FIG. 6B shows another example of a cross-sectional view of the diode 110. In this example, the anode diffusion region 115 is formed above the cathode diffusion region 113. That is, the PN junction of the diode 110 is joined in the vertical direction.

FIG. 7A shows yet another example of the cross-sectional view of the diode 110. The diode 110 in this example includes three cathode diffusion regions 113 and three anode diffusion regions 115.

In this example, from the negative side in the X axis direction to the positive side in the X axis direction, the anode diffusion region 115 provided in the first position and the cathode diffusion region 113 provided in the second position are electrically connected via a contact hole or the like and a connection part 119 or the like. Likewise, from the negative side in the X axis direction to the positive side in the X axis direction, the anode diffusion region 115 provided in the second position and the cathode diffusion region 113 provided in the third position are electrically connected via the connection part 119.

In this example, shown is an example of a three-stage diode 110 where the number of PN junctions is three, but the number of stages is not limited to three. Depending on a desired capacitance provided to the emitter non-contact trench part 130, the number of stages may be two, or may be increased to even more.

FIG. 7B shows another example of the top view of the diode 110. This example is an example in planar view of the diode 110 in FIG. 7A.

As in this example, the connection part 119 may be provided so as to be narrower than the cathode diffusion region 113 and the anode diffusion region 115. On the contrary, it may be provided so as to be wider than the cathode diffusion region 113 and the anode diffusion region 115.

FIG. 8 shows an example of an enlarged view of the upper surface of the semiconductor apparatus 100. This example is an example of an enlarged view of a region B in FIG. 1A.

In this example, the diode 110 is provided adjacent to the gate pad 50. The anode electrode 114 of the diode 110 in this example is electrically connected to the gate pad 50. On the other hand, the cathode electrode 112 of the diode 110 in this example is extended to the active region 95, and is electrically connected to the gate metal layer 145.

The diode 110 may be a Zener diode. The diode 110 can be designed as a Zener diode by increasing doping concentrations of the anode diffusion region 115 and the cathode diffusion region 113 of the diode 110. The Zener diode can provide a better rectification characteristic for reverse current.

The gate runner 140 is provided so as to overlap the gate pad 50. The gate runner 140 is electrically connected to the gate pad 50 through a contact hole 59, and is set to the gate potential V_g.

The gate trench part 40 is provided so as to overlap the gate runner 140 in planar view. The gate trench part 40 is electrically connected to the gate runner 140 through a contact hole 56. The gate conductive part 44 of the gate trench part 40 is set to the gate potential V_g.

The emitter non-contact trench part 130 is provided so as to overlap the gate metal layer 145 in planar view. The emitter non-contact trench part is electrically connected to the gate metal layer 145 through a contact hole 58. The emitter non-contact trench conductive part 134 of the emitter non-contact trench part 130 is set to the gate potential V_g. That is, the emitter non-contact trench part 130 is connected to the gate pad 50 via the diode 110.

Extracted material:
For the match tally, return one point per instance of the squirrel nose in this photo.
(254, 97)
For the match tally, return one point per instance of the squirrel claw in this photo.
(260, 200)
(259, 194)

Jobs:
1. In the diode excerpt, what determines how many stages the diode 110 has? Answer in one to three sentences.
2. Decide whether each statement agrees with the diode excerpt. Answer yes or no, and quote the words from the excerpt that settle it.
(a) In FIG. 6B, the anode diffusion region 115 lies above the cathode diffusion region 113.
(b) The connection part 119 must be narrower than the cathode and anode diffusion regions.
(c) The cathode electrode 112 of the diode 110 is electrically connected to the gate pad 50.
3. Write the next part of the excerpt about the diode 110, picking up after its last sentence.

Answers by task:
1. The number of stages depends on the desired capacitance provided to the emitter non-contact trench part 130. The three-stage diode in FIG. 7A is only one example, so the number may be two or may be increased further.

2.
(a) Yes: "the anode diffusion region 115 is formed above the cathode diffusion region 113."
(b) No: "On the contrary, it may be provided so as to be wider than the cathode diffusion region 113 and the anode diffusion region 115."
(c) No: "the cathode electrode 112 of the diode 110 in this example is extended to the active region 95, and is electrically connected to the gate metal layer 145."

3.
FIG. 9A shows another example of the top view of the semiconductor apparatus 100. In this example, the gate runner 140 includes two layers: an outer peripheral gate runner 142 and an inner peripheral gate runner 144. Moreover, the gate pad 50 is connected to the gate metal layer 145.

The outer peripheral gate runner 142 is electrically connected to the gate pad 50. As an example, the outer peripheral gate runner 142 is formed of a P type semiconductor. The outer peripheral gate runner 142 is an example of an anode peripheral region.

As an example, the inner peripheral gate runner 144 is formed of an N type semiconductor. The inner peripheral gate runner 144 is an example of a cathode peripheral region. That is, in this example, a PN junction is formed between the outer peripheral gate runner 142 and the inner peripheral gate runner 144 in the gate runner 140. In this case, the diode 110 is provided in the gate runner 140, an anode of the diode 110 includes the outer peripheral gate runner 142, and a cathode of the diode 110 includes the inner peripheral gate runner 144.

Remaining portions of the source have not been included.